_The problem_. Collect every line below that contains the word "green".

= = =

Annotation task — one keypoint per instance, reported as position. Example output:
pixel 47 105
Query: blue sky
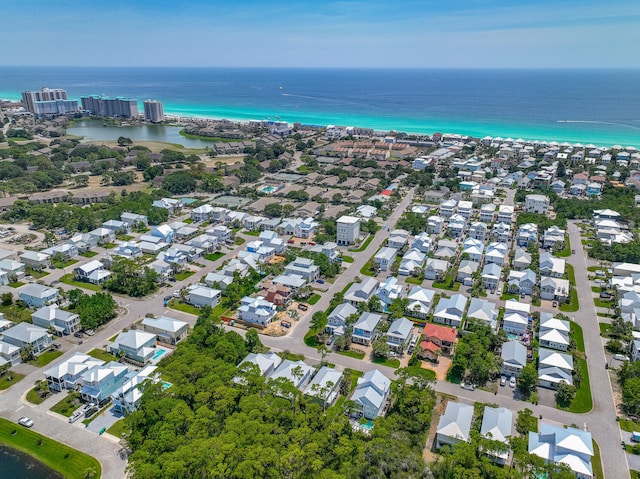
pixel 315 33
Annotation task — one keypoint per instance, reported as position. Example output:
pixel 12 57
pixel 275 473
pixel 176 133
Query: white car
pixel 25 421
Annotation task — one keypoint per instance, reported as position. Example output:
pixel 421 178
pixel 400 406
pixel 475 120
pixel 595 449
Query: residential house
pixel 399 334
pixel 521 259
pixel 483 311
pixel 325 385
pixel 420 302
pixel 450 310
pixel 337 319
pixel 256 311
pixel 37 295
pixel 167 330
pixel 554 288
pixel 365 328
pixel 454 425
pixel 100 382
pixel 497 424
pixel 199 295
pixel 567 446
pixel 385 258
pixel 554 333
pixel 491 274
pixel 514 358
pixel 297 372
pixel 24 335
pixel 521 282
pixel 361 292
pixel 371 393
pixel 136 345
pixel 553 368
pixel 59 321
pixel 67 374
pixel 388 291
pixel 516 317
pixel 35 260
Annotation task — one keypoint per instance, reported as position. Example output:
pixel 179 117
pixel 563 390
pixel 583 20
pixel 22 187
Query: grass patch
pixel 102 355
pixel 9 380
pixel 71 463
pixel 363 246
pixel 184 307
pixel 314 299
pixel 118 429
pixel 45 358
pixel 16 313
pixel 352 354
pixel 604 329
pixel 572 306
pixel 576 334
pixel 68 405
pixel 629 425
pixel 214 256
pixel 389 362
pixel 68 279
pixel 596 461
pixel 182 275
pixel 34 398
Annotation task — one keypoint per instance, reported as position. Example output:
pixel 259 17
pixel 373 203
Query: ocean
pixel 587 106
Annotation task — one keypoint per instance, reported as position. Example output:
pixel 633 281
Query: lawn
pixel 629 425
pixel 572 306
pixel 389 362
pixel 68 405
pixel 9 380
pixel 102 355
pixel 352 354
pixel 72 464
pixel 604 329
pixel 214 256
pixel 45 358
pixel 33 397
pixel 68 279
pixel 576 334
pixel 182 275
pixel 364 245
pixel 184 307
pixel 118 429
pixel 314 299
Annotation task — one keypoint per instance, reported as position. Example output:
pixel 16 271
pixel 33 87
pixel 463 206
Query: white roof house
pixel 569 446
pixel 497 424
pixel 454 425
pixel 371 393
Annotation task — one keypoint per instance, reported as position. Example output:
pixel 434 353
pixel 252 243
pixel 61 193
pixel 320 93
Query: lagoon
pixel 93 130
pixel 18 465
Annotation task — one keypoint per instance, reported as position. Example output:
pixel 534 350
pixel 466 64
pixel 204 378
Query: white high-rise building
pixel 153 111
pixel 348 230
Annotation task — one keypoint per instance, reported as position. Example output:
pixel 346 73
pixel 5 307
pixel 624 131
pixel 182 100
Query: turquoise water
pixel 158 353
pixel 587 106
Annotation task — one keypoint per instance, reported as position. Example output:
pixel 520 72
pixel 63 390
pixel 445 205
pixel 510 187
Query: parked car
pixel 75 416
pixel 25 421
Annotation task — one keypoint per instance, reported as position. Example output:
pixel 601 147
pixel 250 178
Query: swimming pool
pixel 158 353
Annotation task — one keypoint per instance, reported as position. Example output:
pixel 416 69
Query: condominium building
pixel 110 107
pixel 153 111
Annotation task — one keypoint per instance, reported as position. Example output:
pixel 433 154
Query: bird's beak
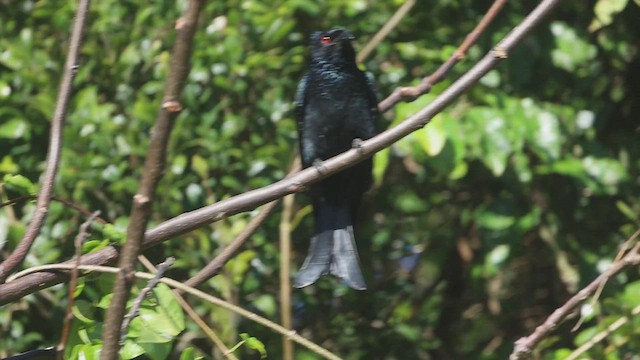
pixel 347 35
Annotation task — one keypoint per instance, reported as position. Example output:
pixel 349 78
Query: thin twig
pixel 411 93
pixel 285 273
pixel 192 313
pixel 189 221
pixel 385 30
pixel 190 290
pixel 65 202
pixel 153 170
pixel 215 266
pixel 135 308
pixel 83 233
pixel 55 145
pixel 628 244
pixel 603 334
pixel 524 346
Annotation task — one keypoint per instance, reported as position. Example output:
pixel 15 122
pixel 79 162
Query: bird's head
pixel 333 46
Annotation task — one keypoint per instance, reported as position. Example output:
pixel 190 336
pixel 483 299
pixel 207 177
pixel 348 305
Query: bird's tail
pixel 332 250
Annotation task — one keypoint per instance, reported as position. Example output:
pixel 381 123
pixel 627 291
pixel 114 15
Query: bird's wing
pixel 373 103
pixel 300 102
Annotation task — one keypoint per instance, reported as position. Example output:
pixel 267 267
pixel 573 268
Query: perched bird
pixel 336 107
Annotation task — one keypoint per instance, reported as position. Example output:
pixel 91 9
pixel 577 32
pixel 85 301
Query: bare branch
pixel 385 30
pixel 524 346
pixel 153 168
pixel 409 94
pixel 135 308
pixel 192 220
pixel 200 294
pixel 285 272
pixel 65 202
pixel 55 145
pixel 80 238
pixel 214 267
pixel 603 334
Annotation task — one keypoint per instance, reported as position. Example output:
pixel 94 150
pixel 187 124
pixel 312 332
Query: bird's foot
pixel 319 165
pixel 357 144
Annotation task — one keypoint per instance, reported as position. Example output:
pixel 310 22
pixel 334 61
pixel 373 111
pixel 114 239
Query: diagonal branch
pixel 524 346
pixel 214 267
pixel 153 169
pixel 191 220
pixel 409 94
pixel 55 145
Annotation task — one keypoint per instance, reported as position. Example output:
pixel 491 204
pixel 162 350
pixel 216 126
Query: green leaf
pixel 170 307
pixel 433 136
pixel 571 50
pixel 200 166
pixel 114 234
pixel 14 129
pixel 131 350
pixel 266 304
pixel 604 11
pixel 255 344
pixel 83 311
pixel 20 184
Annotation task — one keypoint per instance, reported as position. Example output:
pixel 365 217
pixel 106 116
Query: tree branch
pixel 200 294
pixel 154 166
pixel 524 346
pixel 408 94
pixel 385 30
pixel 137 303
pixel 191 220
pixel 83 233
pixel 55 145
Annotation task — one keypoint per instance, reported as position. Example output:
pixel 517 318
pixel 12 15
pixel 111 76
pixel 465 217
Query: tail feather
pixel 345 263
pixel 332 250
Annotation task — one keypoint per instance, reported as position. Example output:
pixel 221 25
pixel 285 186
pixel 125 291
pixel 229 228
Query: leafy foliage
pixel 480 224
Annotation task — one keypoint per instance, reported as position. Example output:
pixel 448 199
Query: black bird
pixel 336 107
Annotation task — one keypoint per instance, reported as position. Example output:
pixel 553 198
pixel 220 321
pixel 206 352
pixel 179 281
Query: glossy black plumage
pixel 335 105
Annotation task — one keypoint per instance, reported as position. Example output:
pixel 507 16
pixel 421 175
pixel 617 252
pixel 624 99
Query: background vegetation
pixel 477 228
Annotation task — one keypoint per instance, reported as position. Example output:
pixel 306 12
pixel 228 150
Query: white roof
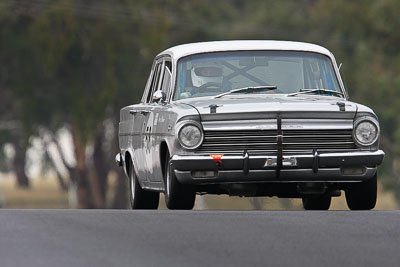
pixel 217 46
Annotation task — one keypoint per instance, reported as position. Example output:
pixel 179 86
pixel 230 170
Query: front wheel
pixel 177 196
pixel 320 202
pixel 362 196
pixel 141 199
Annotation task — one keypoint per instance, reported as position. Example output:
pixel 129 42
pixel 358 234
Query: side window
pixel 166 78
pixel 154 82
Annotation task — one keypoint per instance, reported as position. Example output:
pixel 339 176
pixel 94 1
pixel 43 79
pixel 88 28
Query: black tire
pixel 320 202
pixel 362 196
pixel 141 199
pixel 177 196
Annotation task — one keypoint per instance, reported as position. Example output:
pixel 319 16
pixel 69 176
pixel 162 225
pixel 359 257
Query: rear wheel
pixel 362 196
pixel 177 196
pixel 320 202
pixel 141 199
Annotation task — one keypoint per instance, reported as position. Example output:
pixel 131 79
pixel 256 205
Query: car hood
pixel 252 107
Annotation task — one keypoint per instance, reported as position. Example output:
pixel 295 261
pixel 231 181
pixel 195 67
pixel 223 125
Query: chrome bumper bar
pixel 324 167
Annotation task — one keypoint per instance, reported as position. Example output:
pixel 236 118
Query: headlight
pixel 366 131
pixel 190 135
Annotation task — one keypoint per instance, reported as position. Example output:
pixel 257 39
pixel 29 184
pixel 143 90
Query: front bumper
pixel 314 167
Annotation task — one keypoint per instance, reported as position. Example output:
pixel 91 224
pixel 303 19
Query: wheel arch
pixel 128 166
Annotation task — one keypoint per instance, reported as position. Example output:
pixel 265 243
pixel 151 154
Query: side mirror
pixel 159 97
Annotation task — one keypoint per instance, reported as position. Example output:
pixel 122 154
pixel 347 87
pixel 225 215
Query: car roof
pixel 180 51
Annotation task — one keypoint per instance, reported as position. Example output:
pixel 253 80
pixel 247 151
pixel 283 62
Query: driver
pixel 207 72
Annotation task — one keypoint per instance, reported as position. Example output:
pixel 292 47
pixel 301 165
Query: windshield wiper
pixel 306 91
pixel 250 88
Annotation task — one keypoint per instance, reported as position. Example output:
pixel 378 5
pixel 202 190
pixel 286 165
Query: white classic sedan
pixel 248 118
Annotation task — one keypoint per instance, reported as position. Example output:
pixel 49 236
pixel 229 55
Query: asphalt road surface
pixel 199 238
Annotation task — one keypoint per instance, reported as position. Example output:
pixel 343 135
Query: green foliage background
pixel 76 62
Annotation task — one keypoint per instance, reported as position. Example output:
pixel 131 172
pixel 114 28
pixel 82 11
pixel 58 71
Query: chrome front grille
pixel 322 140
pixel 238 141
pixel 265 141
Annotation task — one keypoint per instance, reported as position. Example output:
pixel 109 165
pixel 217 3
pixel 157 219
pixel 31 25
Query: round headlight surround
pixel 358 123
pixel 184 126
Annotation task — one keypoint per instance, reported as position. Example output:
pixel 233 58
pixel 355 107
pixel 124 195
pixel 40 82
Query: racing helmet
pixel 206 72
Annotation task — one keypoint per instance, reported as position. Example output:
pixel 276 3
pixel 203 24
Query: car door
pixel 161 122
pixel 147 122
pixel 140 114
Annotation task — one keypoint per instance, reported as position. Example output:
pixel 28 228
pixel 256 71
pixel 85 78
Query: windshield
pixel 213 74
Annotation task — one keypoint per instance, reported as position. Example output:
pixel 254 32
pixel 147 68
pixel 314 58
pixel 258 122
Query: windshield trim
pixel 330 57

= = =

_Solution for this task_.
Query: green leaf
Query: green foliage background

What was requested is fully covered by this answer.